**LISTED ENTRIES**
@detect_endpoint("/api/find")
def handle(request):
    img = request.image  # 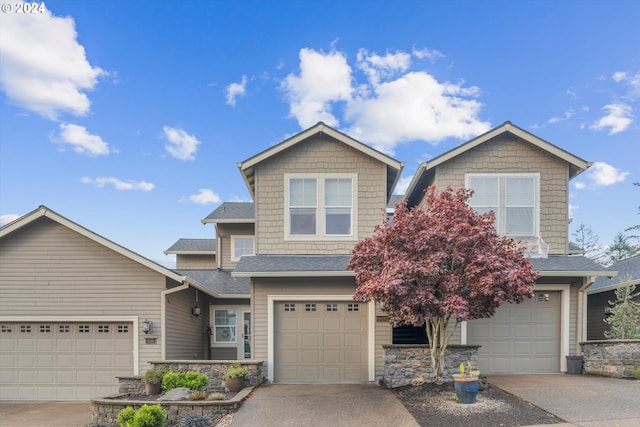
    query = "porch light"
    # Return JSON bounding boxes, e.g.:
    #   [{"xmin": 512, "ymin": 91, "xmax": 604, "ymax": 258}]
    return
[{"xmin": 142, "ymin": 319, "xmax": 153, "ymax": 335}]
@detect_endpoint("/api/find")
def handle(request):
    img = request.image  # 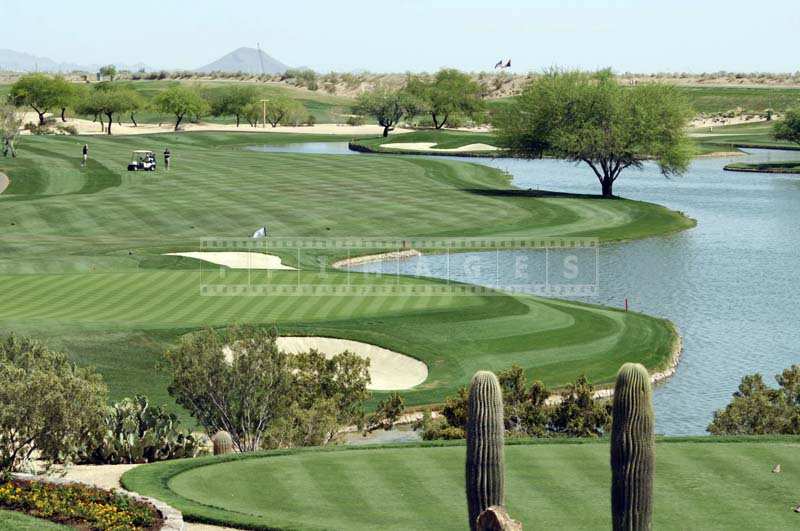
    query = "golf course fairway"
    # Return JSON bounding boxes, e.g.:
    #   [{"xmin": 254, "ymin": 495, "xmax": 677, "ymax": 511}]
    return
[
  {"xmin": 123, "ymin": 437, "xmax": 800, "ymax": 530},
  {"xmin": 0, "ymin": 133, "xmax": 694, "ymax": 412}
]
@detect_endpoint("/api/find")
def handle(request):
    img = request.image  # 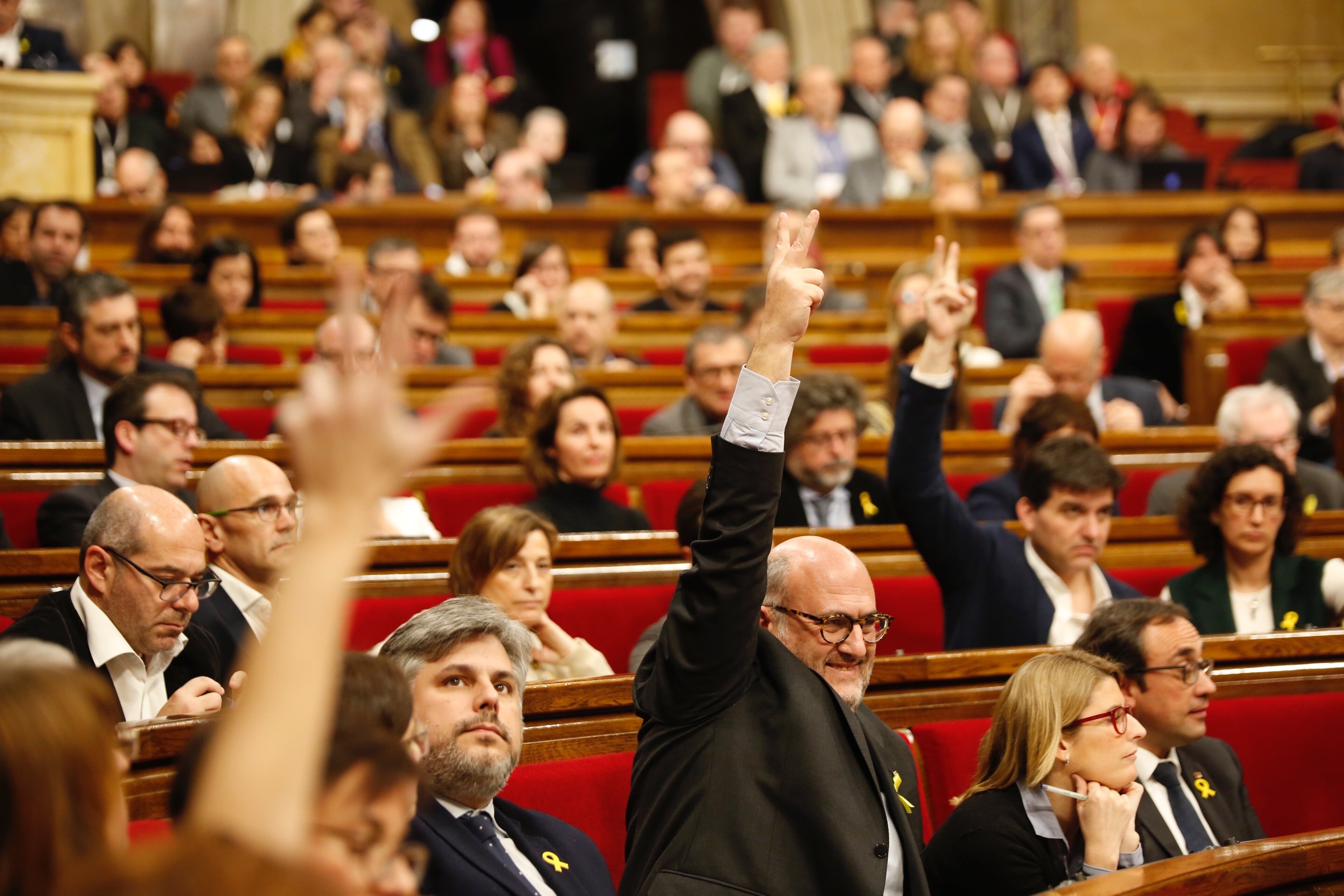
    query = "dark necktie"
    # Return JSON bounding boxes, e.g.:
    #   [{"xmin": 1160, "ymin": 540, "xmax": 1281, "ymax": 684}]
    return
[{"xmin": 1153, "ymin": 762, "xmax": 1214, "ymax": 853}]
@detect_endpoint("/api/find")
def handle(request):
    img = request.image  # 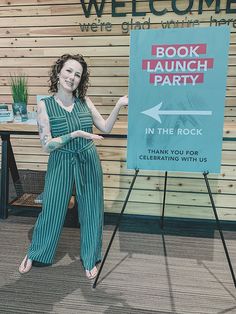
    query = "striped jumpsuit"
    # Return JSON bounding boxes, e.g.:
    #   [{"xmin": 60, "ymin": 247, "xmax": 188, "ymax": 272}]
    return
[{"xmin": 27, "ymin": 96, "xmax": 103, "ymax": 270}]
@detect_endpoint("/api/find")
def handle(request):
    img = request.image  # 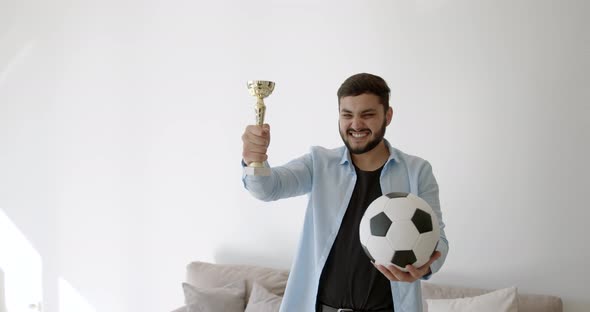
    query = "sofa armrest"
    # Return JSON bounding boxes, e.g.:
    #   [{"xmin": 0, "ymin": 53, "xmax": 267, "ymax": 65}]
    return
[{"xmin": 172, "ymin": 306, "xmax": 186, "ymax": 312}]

==

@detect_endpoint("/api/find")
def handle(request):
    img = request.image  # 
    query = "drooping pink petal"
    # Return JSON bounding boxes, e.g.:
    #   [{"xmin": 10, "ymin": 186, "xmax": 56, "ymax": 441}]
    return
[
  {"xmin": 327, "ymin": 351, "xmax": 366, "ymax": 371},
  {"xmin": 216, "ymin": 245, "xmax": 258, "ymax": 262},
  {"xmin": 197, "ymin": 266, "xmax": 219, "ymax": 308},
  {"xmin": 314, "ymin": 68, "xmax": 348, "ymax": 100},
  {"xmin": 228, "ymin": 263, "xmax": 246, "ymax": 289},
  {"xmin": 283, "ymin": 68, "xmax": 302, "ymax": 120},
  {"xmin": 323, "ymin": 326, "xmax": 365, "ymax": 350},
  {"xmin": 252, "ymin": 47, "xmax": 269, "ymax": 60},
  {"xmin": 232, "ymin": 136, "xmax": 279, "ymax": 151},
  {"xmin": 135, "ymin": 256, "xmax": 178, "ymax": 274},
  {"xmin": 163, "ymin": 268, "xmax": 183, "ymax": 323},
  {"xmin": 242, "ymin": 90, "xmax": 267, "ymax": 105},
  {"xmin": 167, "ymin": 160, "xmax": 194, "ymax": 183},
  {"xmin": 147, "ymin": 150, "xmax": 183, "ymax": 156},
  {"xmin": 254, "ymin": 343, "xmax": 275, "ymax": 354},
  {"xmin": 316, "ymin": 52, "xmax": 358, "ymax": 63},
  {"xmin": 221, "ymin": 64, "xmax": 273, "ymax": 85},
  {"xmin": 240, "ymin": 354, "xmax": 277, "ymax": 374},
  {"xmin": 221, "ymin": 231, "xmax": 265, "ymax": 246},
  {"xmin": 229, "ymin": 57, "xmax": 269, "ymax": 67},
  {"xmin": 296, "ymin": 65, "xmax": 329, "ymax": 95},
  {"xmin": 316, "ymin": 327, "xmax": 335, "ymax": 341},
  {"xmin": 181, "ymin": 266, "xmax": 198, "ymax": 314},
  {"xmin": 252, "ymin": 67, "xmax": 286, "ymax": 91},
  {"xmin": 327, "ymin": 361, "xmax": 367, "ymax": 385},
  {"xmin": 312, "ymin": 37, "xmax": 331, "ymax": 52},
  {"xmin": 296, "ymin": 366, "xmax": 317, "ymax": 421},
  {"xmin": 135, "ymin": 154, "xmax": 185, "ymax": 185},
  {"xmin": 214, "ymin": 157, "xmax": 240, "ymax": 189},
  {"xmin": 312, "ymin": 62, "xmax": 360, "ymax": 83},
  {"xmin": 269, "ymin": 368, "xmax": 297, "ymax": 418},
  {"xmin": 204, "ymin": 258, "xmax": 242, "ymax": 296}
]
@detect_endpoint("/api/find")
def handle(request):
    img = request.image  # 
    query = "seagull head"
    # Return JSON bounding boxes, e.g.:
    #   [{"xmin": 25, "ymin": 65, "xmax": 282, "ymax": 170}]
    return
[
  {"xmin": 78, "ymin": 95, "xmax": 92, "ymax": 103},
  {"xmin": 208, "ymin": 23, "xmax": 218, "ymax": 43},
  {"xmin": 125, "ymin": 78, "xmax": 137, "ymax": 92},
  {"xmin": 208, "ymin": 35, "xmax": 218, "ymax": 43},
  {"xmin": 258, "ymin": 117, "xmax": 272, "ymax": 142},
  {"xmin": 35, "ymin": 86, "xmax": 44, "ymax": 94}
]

==

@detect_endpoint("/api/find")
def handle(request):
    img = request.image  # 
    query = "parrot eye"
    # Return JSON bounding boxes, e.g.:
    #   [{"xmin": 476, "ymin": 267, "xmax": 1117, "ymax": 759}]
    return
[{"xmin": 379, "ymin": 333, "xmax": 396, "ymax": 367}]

**WORK REQUIRED**
Count the lines in the entries above that contain the string "query". Reply with the number alone.

**SOLUTION TO THIS EXERCISE**
8